Estratto fornito:
· · ·

Il progetto ha suscitato notevoli preoccupazioni anche da parte di Wojciech Wiewiórowsk, il garante europeo della protezione dei dati (Gepd), l’autorità responsabile della consulenza alle istituzioni dell’Ue in materia di privacy. La critica, appunto, sarebbe quella di utilizzare l’espediente della pedopornografia per porre un monitoraggio capillare sulla popolazione europea, lasciando in mano alle autorità giudiziarie una vera e propria spada di Damocle: il rischio di spulciare le chat e i dati di cittadini tutelati dal principio fondamentale della presunzione di non colpevolezza, utilizzando il regolamento non per limitarsi ad attività mirate, ma con il pericolo che se ne possa abusare, traducendosi in un monitoraggio generale.
Wiewiórowsk ha anche affermato che questo tipo di scansione indiscriminata delle comunicazioni private “sarà sempre illegale ai sensi della Carta dei diritti fondamentali (e probabilmente anche in base a diverse leggi costituzionali nazionali)”, specificando che “l’ordine di rilevamento si presenta sotto forma di una misura mirata individualmente. La proposta crea un’illusione di legalità introducendo numerose garanzie procedurali che, tuttavia, non cambiano fondamentalmente la sostanza”. Un altro pericolo sarebbe quello di offuscare e confondere la differenza tra criminale ignoto, fornitore di servizi e utenti innocenti che si vedono violati nella loro privacy.
Ora, la palla passa alla commissione per il mercato interno e la protezione dei consumatori, che dovrebbe emanare un parere in qualità di commissione associata entro la giornata di oggi, mentre in commissione per le libertà civili rimane atteso un progetto di relazione sul regolamento per il prossimo aprile.

· · ·

Problemi e compiti:
• 1. Stampa il passo dell'estratto fornito partendo da "Wiewiórowsk ha anche" e arrivando fino a "nella loro privacy.".
• 2. Secondo l'estratto fornito, per quando è atteso il progetto di relazione sul regolamento in commissione per le libertà civili?
• 3. Indica se ciascuna affermazione concorda con l'estratto fornito, rispondendo sì o no e citando le parole decisive: (a) Wiewiórowsk è il garante europeo della protezione dei dati; (b) secondo Wiewiórowsk, le garanzie procedurali della proposta ne cambiano fondamentalmente la sostanza; (c) la commissione per il mercato interno e la protezione dei consumatori dovrebbe emanare il suo parere il prossimo aprile.

Righe fornite:
· · ·

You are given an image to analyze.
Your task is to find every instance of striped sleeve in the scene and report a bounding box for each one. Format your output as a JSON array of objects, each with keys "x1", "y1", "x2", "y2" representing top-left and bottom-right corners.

· · ·

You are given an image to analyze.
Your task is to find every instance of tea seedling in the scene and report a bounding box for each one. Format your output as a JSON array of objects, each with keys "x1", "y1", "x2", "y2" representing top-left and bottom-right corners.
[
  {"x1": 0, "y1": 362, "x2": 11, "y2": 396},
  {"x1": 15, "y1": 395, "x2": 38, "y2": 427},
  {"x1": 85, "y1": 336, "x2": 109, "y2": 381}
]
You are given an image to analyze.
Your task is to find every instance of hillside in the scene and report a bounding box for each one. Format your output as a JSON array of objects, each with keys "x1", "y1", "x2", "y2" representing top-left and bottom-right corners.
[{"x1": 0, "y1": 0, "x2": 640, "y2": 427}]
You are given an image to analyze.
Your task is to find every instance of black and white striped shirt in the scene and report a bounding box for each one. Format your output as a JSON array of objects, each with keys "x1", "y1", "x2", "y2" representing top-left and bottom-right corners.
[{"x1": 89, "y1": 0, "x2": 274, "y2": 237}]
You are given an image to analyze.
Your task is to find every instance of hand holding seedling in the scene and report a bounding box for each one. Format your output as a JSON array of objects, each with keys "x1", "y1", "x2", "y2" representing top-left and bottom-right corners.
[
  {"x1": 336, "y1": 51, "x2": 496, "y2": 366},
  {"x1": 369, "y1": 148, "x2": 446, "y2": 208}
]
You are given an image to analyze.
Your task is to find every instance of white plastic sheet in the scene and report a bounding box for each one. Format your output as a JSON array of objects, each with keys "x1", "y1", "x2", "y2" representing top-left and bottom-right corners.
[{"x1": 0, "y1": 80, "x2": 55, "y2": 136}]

· · ·

Risposte all'esercizio:
• 1.
Wiewiórowsk ha anche affermato che questo tipo di scansione indiscriminata delle comunicazioni private “sarà sempre illegale ai sensi della Carta dei diritti fondamentali (e probabilmente anche in base a diverse leggi costituzionali nazionali)”, specificando che “l’ordine di rilevamento si presenta sotto forma di una misura mirata individualmente. La proposta crea un’illusione di legalità introducendo numerose garanzie procedurali che, tuttavia, non cambiano fondamentalmente la sostanza”. Un altro pericolo sarebbe quello di offuscare e confondere la differenza tra criminale ignoto, fornitore di servizi e utenti innocenti che si vedono violati nella loro privacy.

• 2. È atteso per il prossimo aprile.

• 3.
(a) Sì: "Wojciech Wiewiórowsk, il garante europeo della protezione dei dati (Gepd)".
(b) No: "garanzie procedurali che, tuttavia, non cambiano fondamentalmente la sostanza".
(c) No: "dovrebbe emanare un parere in qualità di commissione associata entro la giornata di oggi".